### SOURCE DOCUMENT
====================
In addition to the pharma manufacturers and distributors and advocates, there’s another institution that played a large role in the massive uptake of prescription opioids: the federal government, in its role as a health-insurance provider.
“Essentially we had an increased government funding of drugs through Part D of Medicare, which also covered the disabled,” explains Tomas Philipson, a health care economist who’s the acting chair of the Council of Economic Advisors in the White House. “Now, what they implicitly did was to subsidize the growth of an addictive substance as opposed to tax it, which is what we’re doing for alcohol and cigarettes and other addictive substances.”
So while it may be tempting to look at every fentanyl overdose and heroin overdose as the result of a poor decision — the decision to use an illegal, dangerous drug — it would be disingenuous to ignore the fact that for many people, that decision grew out of what happened back in the doctor’s office, with a federally-subsidized medicine that was advertised as safe and non-addictive.
====================
### DATA FOR ANALYSIS
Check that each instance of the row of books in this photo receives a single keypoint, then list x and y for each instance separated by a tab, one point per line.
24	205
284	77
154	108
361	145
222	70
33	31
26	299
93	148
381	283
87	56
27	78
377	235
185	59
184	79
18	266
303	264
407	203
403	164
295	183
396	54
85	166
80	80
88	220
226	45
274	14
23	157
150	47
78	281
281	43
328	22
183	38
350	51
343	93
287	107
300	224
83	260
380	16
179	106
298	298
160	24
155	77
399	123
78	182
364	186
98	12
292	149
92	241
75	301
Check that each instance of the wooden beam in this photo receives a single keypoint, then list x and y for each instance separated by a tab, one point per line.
====================
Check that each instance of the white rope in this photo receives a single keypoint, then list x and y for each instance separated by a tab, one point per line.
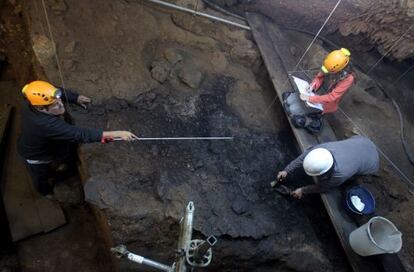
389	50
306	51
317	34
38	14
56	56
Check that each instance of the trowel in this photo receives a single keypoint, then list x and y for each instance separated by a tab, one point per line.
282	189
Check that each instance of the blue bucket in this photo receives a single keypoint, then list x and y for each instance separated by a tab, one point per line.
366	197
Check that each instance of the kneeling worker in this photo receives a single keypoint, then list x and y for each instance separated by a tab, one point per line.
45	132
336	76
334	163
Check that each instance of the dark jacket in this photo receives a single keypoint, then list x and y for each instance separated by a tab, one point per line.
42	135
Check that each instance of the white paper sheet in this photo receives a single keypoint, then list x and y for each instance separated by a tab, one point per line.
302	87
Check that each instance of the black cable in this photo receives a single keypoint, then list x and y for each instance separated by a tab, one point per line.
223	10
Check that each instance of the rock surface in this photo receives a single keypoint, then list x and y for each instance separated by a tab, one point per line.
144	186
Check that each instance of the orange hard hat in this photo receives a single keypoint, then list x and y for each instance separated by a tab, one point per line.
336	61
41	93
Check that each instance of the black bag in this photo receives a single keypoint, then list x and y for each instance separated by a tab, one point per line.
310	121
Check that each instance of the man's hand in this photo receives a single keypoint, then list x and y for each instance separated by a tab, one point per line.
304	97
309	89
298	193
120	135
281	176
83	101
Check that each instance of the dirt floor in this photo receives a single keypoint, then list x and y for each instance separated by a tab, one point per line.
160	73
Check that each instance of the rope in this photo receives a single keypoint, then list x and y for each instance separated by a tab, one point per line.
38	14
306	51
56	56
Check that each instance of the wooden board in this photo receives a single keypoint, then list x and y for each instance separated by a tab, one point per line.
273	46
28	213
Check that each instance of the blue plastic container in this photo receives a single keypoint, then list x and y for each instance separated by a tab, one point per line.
====================
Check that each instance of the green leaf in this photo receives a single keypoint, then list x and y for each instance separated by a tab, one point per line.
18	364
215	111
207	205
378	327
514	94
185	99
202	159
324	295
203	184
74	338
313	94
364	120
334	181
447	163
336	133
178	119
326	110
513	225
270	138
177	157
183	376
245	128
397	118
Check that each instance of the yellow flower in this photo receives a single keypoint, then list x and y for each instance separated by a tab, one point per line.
====================
### WORK INSTRUCTION 1
Answer these questions about the opioid passage.
(a) What position does Tomas Philipson hold?
(b) Through which part of Medicare did government funding of drugs increase?
(c) How was the federally-subsidized medicine advertised?
### WORK INSTRUCTION 2
Reproduce the opioid passage from "So while it" to "safe and non-addictive.", word for word.

### WRITTEN RESPONSE 1
(a) He is the acting chair of the Council of Economic Advisors in the White House.
(b) Part D.
(c) As safe and non-addictive.

### WRITTEN RESPONSE 2
So while it may be tempting to look at every fentanyl overdose and heroin overdose as the result of a poor decision — the decision to use an illegal, dangerous drug — it would be disingenuous to ignore the fact that for many people, that decision grew out of what happened back in the doctor’s office, with a federally-subsidized medicine that was advertised as safe and non-addictive.